◆ **Exercise instructions**:
- a) According to the text on parenting young adults, what is described as a lifelong process?
- b) From the text on parenting young adults, reproduce the passage that begins with the words "Here are some" and ends after the words "choices or decision.".

Being there as a parent for our children is a lifelong process. Just because our children become of age doesn’t mean that they are left to figure life out on their own. We should still be there.
Yes, they have to make their own choices, but we are there to impart Godly wisdom as needed and when asked. Sometimes, as parents, we think we still can expect our adult children to do what we say without question or resistance. But that is not true. A part of learning to make the transition into adulthood is understanding that our young adults have free will and they must be allowed to make their own choices. And deal with the consequences of those choices. 
As parents, it may be hard to let go. I know. But it is a growth process that has to happen on both sides.
Here are some steps to help you in adulting your young adult.
  • Keep the lines of communication open.
  • Allow for non-judgmental communication 
  • Be approachable 
  • Listen more to hear their heart and concerns.
  • Pray for them and with them -give it to God
  • Ask them for their solution, choices or decision.
  • Ask if they want to know your experience with the situation and 
  • Share your experience, good or bad and give your lessons learned.

(Excerpts from segmentation records)
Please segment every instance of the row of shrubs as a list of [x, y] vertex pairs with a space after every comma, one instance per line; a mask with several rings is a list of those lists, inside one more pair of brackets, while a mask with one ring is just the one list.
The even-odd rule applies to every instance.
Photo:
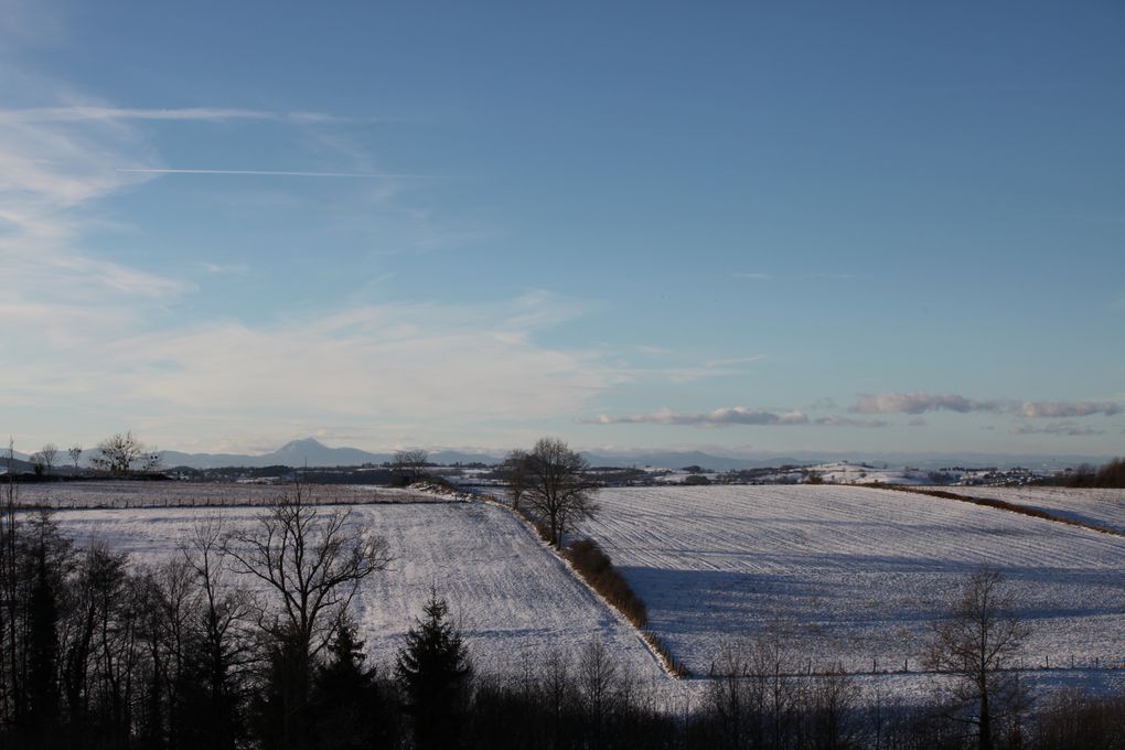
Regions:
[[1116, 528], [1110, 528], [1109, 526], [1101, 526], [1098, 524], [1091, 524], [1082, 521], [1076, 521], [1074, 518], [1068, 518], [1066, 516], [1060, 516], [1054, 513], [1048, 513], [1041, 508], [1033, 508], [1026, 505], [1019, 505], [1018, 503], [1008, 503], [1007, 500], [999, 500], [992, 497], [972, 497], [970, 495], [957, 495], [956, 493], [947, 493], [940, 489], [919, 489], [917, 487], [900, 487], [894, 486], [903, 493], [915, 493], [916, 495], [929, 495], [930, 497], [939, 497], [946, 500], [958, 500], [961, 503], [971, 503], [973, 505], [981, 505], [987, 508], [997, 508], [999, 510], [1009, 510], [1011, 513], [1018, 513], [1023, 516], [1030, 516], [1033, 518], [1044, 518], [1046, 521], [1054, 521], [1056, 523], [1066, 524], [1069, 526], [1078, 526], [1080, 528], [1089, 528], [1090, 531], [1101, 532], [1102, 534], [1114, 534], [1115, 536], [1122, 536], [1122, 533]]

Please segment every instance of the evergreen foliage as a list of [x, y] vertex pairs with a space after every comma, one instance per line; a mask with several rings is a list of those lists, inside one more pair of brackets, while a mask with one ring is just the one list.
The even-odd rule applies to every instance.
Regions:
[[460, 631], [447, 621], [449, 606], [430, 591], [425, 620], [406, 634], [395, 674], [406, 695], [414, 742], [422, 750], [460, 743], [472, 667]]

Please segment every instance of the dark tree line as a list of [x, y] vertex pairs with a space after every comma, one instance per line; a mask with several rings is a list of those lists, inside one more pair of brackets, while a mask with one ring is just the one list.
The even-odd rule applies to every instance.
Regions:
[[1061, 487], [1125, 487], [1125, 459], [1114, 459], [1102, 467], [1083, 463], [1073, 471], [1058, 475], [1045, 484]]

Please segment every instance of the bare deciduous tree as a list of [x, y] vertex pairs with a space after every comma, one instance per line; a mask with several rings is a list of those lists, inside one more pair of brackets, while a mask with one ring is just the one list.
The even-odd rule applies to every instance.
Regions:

◆ **Answers to the problems**:
- a) Being there as a parent for one's children.

- b)
Here are some steps to help you in adulting your young adult.
  • Keep the lines of communication open.
  • Allow for non-judgmental communication 
  • Be approachable 
  • Listen more to hear their heart and concerns.
  • Pray for them and with them -give it to God
  • Ask them for their solution, choices or decision.